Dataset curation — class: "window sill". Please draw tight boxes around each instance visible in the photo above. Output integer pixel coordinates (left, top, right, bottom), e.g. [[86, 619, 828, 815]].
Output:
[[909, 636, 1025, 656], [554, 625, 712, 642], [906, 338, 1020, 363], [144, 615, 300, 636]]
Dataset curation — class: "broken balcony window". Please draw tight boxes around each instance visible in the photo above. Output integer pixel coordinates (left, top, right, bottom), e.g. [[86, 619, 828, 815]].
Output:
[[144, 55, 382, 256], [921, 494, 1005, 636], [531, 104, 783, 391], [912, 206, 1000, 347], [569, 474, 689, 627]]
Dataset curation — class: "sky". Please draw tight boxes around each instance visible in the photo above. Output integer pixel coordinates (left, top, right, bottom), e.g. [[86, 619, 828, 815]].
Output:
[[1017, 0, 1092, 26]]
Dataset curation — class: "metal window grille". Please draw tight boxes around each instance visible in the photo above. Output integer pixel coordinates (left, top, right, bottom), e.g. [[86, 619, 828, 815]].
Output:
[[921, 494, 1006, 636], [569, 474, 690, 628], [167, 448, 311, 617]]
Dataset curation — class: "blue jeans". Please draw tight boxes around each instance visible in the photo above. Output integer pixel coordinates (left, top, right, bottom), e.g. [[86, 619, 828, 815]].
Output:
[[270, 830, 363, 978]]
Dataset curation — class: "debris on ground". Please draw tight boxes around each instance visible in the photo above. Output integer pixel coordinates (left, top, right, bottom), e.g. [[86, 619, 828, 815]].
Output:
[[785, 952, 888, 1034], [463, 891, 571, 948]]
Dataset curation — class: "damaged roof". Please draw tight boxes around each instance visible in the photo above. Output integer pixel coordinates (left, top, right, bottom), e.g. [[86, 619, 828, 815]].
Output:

----------

▸ Work instructions
Retype every one of the rows above word for word, with nothing changed or left out.

▸ Result of this task
Dataset curation — class: "window sill". Please draw tight boxes around each instance visible in the photo above. Output integer pixel coordinates (left, top, right, bottom), e.g. [[86, 619, 828, 815]].
Output:
[[909, 636, 1025, 656], [554, 625, 712, 642], [906, 338, 1020, 363], [144, 615, 300, 636]]
Dataset curation — class: "broken balcony window". Please draw tight boxes around each instance visible in the photo above. Output integer pixel coordinates (left, top, right, bottom), e.g. [[86, 619, 828, 815]].
Output:
[[144, 55, 382, 256], [921, 494, 1005, 636], [531, 104, 783, 391], [912, 206, 1000, 347], [569, 474, 689, 627]]
Dataset curation — class: "sky". Please draw tight boxes around each instance visible in the photo above. Output integer pixel coordinates (left, top, right, bottom), e.g. [[86, 619, 828, 815]].
Output:
[[1017, 0, 1092, 26]]
Dataset curation — class: "metal window grille". Please draw tight boxes around each instance visible in the photo above. Output integer pixel coordinates (left, top, right, bottom), e.g. [[86, 619, 828, 815]].
Output:
[[921, 494, 1006, 636], [569, 474, 690, 628], [167, 448, 311, 617]]
Dataset curation — class: "blue jeans". Please draw tight boxes around each instance visible in the photo above. Output integer pixel coordinates (left, top, right, bottom), e.g. [[86, 619, 828, 815]].
Output:
[[270, 830, 363, 978]]
Dataset curation — class: "debris on ground". Please draw tight boxes around each instance visible in the photo above. Output integer pixel coordinates (left, top, right, bottom), e.g. [[86, 619, 828, 815]].
Output:
[[785, 952, 888, 1034], [463, 891, 571, 948]]
Dataset curation — class: "damaged roof". Please draw tight boxes around each instance visible in the photo above. Output integer pixel coordinates (left, top, right, bottom), e.g. [[86, 619, 828, 815]].
Output:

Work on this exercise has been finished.